* START *
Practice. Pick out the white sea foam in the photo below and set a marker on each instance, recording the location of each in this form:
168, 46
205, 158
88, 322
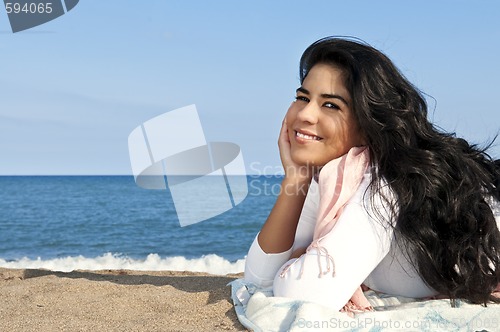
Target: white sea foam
212, 264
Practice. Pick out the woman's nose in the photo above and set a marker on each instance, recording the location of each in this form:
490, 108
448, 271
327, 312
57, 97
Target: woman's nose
309, 113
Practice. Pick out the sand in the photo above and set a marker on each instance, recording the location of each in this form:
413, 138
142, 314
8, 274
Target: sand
115, 300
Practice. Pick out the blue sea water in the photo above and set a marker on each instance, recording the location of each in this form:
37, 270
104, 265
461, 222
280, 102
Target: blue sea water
100, 222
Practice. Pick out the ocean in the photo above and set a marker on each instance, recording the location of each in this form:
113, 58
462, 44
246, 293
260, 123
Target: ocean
64, 223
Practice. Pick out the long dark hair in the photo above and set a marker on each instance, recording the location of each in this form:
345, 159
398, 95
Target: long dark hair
441, 183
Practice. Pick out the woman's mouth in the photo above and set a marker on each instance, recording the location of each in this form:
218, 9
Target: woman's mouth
308, 137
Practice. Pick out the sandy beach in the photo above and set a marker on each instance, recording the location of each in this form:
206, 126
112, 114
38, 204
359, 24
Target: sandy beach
115, 300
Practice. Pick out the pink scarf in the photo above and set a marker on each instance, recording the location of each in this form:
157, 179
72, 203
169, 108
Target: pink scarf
338, 181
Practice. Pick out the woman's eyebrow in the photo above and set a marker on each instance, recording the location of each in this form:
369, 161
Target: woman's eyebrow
323, 95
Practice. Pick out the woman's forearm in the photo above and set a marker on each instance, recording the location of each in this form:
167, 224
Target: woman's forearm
278, 233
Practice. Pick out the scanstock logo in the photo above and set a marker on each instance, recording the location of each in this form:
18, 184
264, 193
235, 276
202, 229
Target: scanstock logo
25, 15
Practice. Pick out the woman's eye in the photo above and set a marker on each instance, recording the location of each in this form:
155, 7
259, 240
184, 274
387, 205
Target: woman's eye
302, 98
331, 105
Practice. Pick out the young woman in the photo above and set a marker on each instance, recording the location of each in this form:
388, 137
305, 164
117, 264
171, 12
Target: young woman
373, 193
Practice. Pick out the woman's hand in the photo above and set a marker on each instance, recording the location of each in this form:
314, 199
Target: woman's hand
293, 171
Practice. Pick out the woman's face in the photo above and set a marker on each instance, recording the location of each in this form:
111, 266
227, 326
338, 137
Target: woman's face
321, 126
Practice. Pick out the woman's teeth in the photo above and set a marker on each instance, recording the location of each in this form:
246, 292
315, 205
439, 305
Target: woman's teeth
304, 136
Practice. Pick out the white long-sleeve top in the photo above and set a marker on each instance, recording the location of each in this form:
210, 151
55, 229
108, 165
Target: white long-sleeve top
361, 246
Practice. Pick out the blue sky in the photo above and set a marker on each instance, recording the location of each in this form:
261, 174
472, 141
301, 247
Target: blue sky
73, 89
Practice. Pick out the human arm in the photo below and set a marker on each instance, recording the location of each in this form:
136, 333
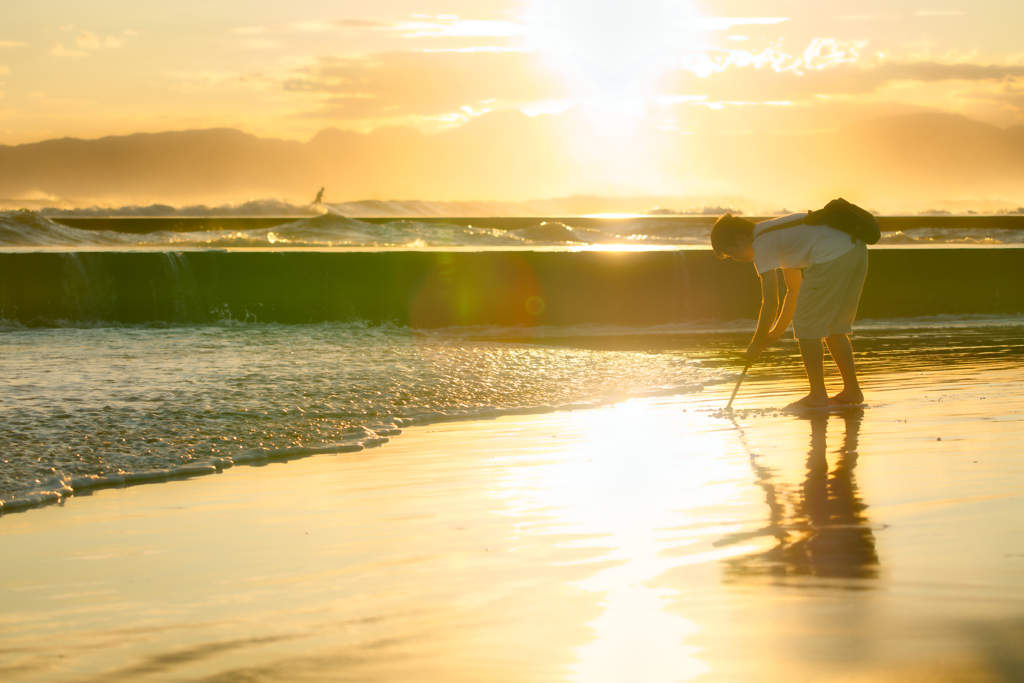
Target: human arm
793, 279
769, 310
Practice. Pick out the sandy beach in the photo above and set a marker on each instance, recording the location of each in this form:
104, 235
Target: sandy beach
654, 540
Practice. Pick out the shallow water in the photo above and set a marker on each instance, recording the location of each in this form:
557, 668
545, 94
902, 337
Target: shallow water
113, 399
649, 541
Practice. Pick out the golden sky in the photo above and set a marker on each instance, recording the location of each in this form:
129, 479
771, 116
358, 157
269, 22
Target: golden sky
613, 72
290, 69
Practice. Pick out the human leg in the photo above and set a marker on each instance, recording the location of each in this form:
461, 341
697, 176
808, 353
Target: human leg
842, 352
813, 355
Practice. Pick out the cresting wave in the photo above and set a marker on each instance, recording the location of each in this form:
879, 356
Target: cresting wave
24, 228
432, 290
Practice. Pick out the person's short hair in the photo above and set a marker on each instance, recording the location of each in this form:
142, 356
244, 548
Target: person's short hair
726, 229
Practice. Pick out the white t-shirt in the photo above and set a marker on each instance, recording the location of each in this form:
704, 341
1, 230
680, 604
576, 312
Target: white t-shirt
797, 246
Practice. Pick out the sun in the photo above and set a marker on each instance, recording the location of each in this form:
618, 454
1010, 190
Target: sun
614, 46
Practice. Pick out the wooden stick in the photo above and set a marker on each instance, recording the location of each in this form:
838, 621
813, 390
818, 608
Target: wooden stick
736, 389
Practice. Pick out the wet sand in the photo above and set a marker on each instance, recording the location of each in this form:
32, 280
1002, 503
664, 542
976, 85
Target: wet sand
655, 540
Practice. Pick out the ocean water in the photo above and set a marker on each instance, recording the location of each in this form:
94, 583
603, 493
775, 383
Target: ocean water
25, 228
123, 368
103, 401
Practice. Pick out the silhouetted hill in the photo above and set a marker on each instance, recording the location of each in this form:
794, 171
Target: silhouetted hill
507, 156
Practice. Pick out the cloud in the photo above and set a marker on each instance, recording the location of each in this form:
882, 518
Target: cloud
461, 29
60, 51
821, 53
408, 83
867, 17
87, 40
709, 24
841, 80
260, 44
312, 26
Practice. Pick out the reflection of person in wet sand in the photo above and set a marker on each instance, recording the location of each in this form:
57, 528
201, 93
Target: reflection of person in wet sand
823, 531
826, 268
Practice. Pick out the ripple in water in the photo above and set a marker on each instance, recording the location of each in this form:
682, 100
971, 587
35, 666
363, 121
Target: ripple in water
108, 400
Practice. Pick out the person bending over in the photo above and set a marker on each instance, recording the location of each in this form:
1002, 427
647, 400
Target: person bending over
824, 271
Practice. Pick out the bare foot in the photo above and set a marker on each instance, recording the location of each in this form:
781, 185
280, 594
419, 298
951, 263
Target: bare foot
809, 402
848, 397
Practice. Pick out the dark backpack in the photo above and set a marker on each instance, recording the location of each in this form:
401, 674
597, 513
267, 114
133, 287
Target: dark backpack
841, 215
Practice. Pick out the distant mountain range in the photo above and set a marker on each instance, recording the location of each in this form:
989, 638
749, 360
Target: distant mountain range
506, 156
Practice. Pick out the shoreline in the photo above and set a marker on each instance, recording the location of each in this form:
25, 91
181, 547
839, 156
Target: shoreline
528, 548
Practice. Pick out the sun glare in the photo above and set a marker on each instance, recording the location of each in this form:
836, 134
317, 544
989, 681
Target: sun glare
607, 47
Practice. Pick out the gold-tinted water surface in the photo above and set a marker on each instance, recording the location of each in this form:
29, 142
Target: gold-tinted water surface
653, 541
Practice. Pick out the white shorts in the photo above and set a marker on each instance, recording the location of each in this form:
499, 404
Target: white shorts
829, 294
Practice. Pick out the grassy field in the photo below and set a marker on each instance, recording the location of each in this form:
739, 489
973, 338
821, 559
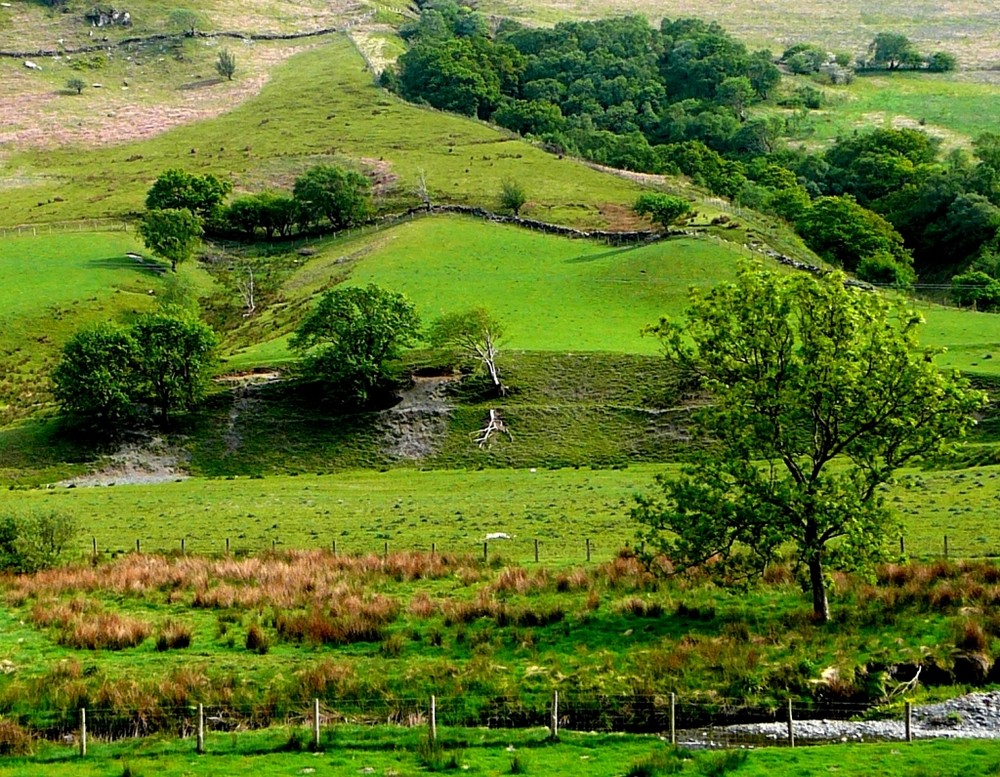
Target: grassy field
448, 264
491, 754
954, 107
965, 28
456, 510
320, 106
50, 286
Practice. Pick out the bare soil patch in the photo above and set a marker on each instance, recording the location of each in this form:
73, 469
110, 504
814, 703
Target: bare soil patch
149, 461
33, 116
415, 428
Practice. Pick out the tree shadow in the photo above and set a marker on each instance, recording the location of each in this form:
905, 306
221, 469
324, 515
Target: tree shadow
615, 251
141, 265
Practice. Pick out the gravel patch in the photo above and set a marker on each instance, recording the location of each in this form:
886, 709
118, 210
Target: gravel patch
974, 716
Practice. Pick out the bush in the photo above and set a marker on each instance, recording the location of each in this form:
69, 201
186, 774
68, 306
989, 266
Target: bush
257, 641
35, 541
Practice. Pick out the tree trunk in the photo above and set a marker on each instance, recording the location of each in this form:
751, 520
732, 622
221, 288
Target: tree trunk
821, 607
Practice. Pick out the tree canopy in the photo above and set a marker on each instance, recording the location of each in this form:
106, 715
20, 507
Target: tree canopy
172, 234
353, 337
339, 195
818, 393
175, 189
110, 376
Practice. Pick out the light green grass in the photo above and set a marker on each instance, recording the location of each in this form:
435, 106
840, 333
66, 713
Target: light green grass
955, 107
51, 286
321, 106
352, 751
552, 293
456, 509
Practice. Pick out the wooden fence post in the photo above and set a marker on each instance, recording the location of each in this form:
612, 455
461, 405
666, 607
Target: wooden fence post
673, 719
316, 723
* END *
Nothing but the lines from the one with "Practice. Pick out the tree trunk" through the last line should be repeated, each exactly as it stands.

**Full output:**
Practice. Pick out the tree trunk in the photo above and set a marker on each instance, recording the location of each in this form:
751, 520
732, 622
221, 288
Target: tree trunk
821, 607
Practice. Pick out the tree canopy in the photo above and set a marker on each instance, recording the location of each in this form:
106, 715
20, 507
Target: tree canopy
172, 234
353, 337
339, 195
818, 393
175, 189
110, 376
Practice. Pick out the light green grass in the photo above and set a marker on each instance, recording the location of each in this form:
435, 106
840, 333
66, 713
Target: light green grass
955, 107
51, 286
321, 106
352, 751
552, 293
456, 509
Practice. Pick out the wooden fence post in the photo above and set a marker on each instance, recording the location of each in this form:
612, 455
461, 405
666, 607
Target: wooden fence post
673, 719
316, 723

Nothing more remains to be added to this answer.